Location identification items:

* * * * * * * * *

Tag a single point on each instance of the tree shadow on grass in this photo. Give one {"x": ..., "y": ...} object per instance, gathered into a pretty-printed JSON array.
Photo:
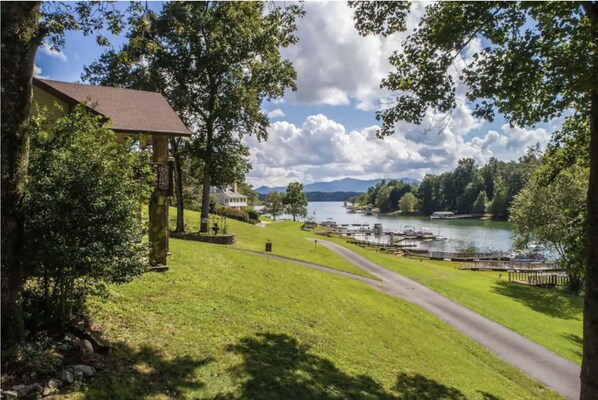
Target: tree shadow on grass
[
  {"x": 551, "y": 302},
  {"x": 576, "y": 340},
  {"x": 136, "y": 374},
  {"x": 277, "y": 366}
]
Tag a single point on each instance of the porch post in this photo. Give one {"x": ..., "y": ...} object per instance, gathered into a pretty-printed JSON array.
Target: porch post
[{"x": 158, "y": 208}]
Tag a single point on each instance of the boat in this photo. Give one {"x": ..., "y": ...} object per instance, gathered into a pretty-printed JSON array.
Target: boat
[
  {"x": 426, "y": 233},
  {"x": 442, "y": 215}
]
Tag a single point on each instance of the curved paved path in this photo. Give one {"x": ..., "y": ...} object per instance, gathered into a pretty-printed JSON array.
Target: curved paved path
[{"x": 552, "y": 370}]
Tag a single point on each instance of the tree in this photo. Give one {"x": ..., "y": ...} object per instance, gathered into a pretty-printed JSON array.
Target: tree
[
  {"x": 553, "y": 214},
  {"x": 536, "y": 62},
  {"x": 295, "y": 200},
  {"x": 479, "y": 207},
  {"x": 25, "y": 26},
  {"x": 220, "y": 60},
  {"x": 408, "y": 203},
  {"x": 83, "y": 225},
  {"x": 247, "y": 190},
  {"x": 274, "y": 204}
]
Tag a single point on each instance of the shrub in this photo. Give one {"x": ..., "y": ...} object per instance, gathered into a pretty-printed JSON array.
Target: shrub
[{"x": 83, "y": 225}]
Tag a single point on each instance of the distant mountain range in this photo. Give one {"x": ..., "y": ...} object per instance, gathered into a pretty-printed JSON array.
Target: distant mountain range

* * * * * * * * *

• [Written exercise] Copy out all of the records above verbatim, leaving out the pictures.

• [Final result]
Tag a single point on each instance of the tree shadow on grass in this photo. Give one {"x": ..., "y": ...} object per instance, gathered into a pretty-printed JSON array.
Photo:
Target: tree shadow on grass
[
  {"x": 551, "y": 302},
  {"x": 576, "y": 340},
  {"x": 136, "y": 374},
  {"x": 277, "y": 366}
]
Tag a single point on each instance of the porch post in this photo. Give one {"x": ..., "y": ...} object per instance, gathered into a pretty-printed JSON array.
Target: porch post
[{"x": 158, "y": 208}]
Tag a single point on each instance of the boat in this photo. Give one {"x": ..., "y": ...} object per instance, gathered into a pretty-printed JSON array.
Target: boat
[
  {"x": 426, "y": 233},
  {"x": 442, "y": 215}
]
Tag a single point on each instance of the curved paved path in this photo. Give one {"x": ..., "y": ...} object per instance, gathered into a pretty-printed JSON array.
Target: curved paved path
[{"x": 552, "y": 370}]
Tag a single point on each instance of the tree in this photo. Give one {"x": ..., "y": ...} object per instance, gathered into a pretty-printed JSON array.
Target: tree
[
  {"x": 553, "y": 214},
  {"x": 536, "y": 62},
  {"x": 295, "y": 200},
  {"x": 479, "y": 207},
  {"x": 25, "y": 26},
  {"x": 220, "y": 60},
  {"x": 408, "y": 203},
  {"x": 83, "y": 225},
  {"x": 247, "y": 190},
  {"x": 274, "y": 204}
]
Tag a single point on each instance of the shrub in this photo. Give one {"x": ..., "y": ...} object per instance, gathered into a pretty-printed JSON array.
Target: shrub
[{"x": 83, "y": 225}]
Tag a single point on each instance of the distant mountain range in this photo. Give one {"x": ..., "y": ...} object per instance, gathered into a pretty-printed JSON array.
Target: distant mountain range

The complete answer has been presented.